STATED EXERCISE ▸ Quote the records below word for word, without the pictures.

TASK INPUT ▸
+===+

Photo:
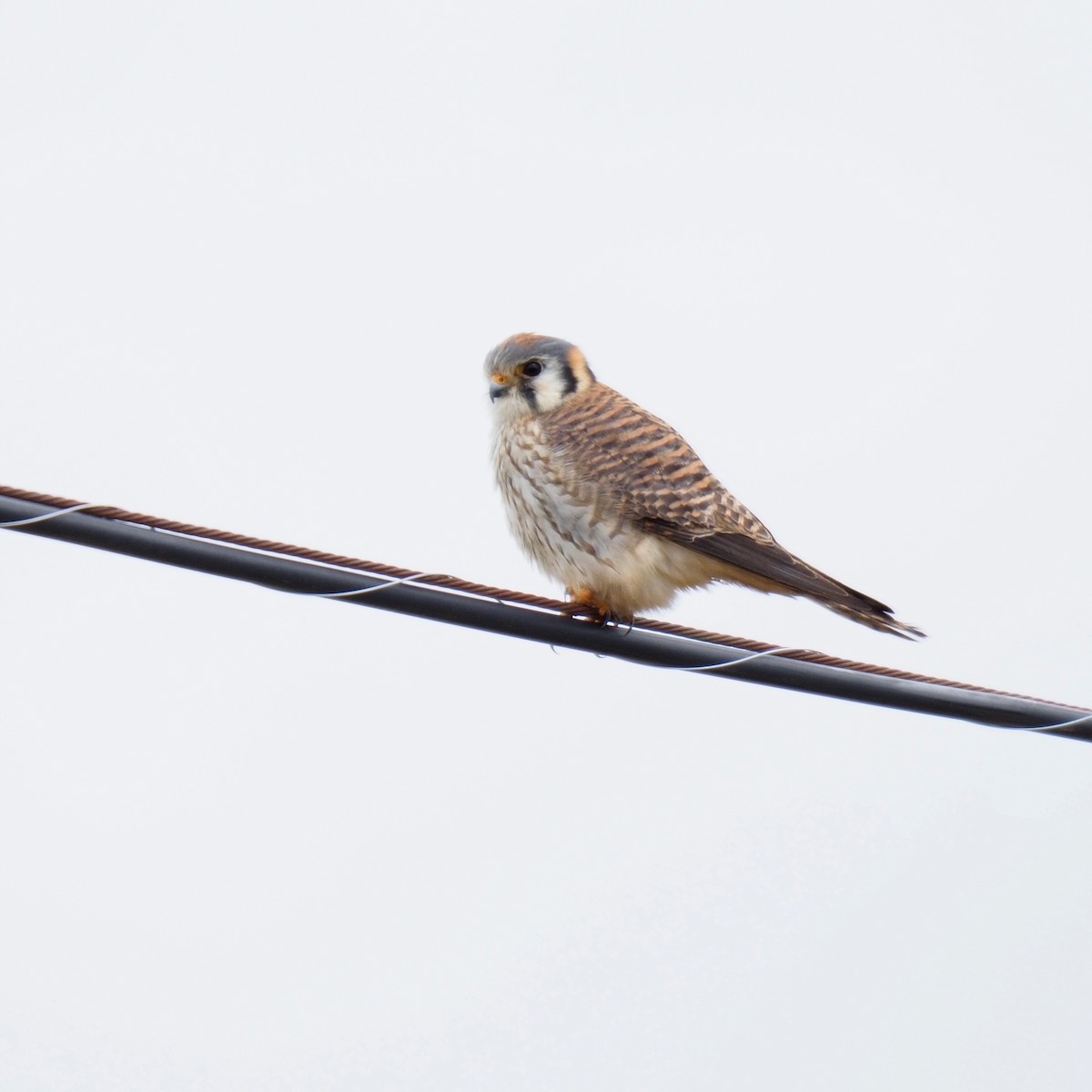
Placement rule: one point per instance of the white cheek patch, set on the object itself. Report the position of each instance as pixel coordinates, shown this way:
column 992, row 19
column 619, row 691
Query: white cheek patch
column 551, row 389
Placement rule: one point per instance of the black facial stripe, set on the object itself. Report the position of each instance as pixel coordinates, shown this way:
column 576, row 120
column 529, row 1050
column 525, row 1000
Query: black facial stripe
column 568, row 379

+===+

PROBLEM SOLUTION ▸
Photo:
Placement rule: one point per instance of the white cheek patch, set on the object itself. Report the position of each instance as pixel coordinates, shown this way:
column 992, row 19
column 619, row 691
Query: white cheek patch
column 551, row 389
Placement rule: one point per instance of the black facial stripe, set on the object itself. Report the position of each instance as pixel coordinates, shown this way:
column 576, row 120
column 529, row 1050
column 525, row 1000
Query: black facial stripe
column 568, row 379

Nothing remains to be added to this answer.